Problem description: Please pick out every line of the data below that contains the word "patio", and copy each one. Case counts.

Supplied records:
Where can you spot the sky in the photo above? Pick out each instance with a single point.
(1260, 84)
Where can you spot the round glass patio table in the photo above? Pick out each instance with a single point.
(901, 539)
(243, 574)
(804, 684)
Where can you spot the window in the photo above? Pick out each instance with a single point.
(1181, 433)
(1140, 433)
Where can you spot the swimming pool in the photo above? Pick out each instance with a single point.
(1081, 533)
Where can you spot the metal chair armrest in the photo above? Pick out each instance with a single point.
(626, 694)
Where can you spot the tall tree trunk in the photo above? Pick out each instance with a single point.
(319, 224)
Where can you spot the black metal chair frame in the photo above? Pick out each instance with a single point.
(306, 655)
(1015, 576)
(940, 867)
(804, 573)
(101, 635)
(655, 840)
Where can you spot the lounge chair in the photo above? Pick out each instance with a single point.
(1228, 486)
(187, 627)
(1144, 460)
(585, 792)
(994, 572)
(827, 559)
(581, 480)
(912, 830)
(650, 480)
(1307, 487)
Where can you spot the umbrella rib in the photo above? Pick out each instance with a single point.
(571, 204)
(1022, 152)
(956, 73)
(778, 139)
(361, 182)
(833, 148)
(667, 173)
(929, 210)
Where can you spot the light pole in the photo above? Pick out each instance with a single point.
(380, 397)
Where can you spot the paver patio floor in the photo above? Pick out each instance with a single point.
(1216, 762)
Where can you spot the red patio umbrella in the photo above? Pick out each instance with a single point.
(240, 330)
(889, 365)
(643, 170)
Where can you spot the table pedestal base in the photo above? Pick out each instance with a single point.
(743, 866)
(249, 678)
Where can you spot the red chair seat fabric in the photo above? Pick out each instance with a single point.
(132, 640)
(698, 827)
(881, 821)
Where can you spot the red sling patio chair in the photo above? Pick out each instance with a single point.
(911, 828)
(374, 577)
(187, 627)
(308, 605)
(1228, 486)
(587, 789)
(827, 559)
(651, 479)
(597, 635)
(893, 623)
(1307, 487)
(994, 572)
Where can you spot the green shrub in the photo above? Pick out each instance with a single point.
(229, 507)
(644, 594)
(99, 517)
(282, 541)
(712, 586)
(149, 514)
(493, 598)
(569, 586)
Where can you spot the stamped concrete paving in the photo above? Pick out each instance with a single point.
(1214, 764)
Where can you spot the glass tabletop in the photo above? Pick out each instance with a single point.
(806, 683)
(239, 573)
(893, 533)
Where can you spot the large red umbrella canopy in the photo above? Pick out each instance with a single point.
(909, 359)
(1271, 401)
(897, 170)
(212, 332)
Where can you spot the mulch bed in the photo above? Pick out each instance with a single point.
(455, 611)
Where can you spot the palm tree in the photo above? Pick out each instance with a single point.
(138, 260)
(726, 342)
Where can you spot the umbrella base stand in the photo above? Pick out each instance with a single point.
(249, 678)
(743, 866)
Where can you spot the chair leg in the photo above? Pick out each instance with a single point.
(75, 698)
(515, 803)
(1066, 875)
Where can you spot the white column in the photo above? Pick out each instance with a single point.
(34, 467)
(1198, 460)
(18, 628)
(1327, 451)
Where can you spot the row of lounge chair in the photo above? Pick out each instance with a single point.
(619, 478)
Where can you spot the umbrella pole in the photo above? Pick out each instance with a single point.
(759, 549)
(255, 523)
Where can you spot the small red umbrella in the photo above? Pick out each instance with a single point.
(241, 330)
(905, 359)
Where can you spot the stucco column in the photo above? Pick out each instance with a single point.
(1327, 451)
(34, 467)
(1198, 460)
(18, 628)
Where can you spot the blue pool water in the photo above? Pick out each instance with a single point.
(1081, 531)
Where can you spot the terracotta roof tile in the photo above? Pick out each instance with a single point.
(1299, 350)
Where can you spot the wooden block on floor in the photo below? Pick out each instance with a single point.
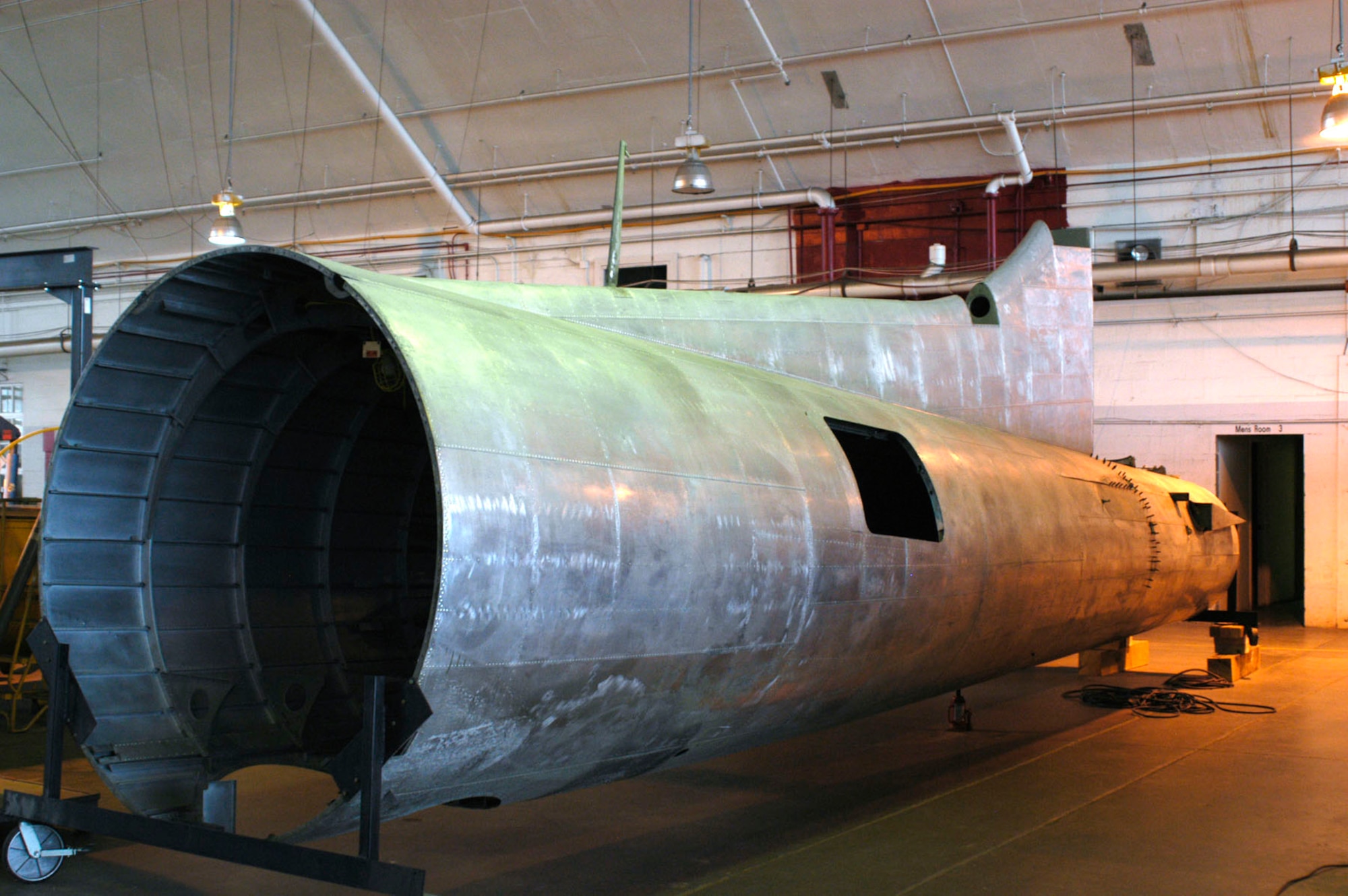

Result of the task:
Where can you spot the round glass patio table in the photo above? Pick out each instance with a single point.
Where can you spot the paver patio floor in the photo above? Pick out each instance with a single point.
Where can you spot the red patio umbrella in the photo above? Pick out each instance with a single point.
Where can you spot the red sling patio chair in the photo above? Pick out each instance with a single point.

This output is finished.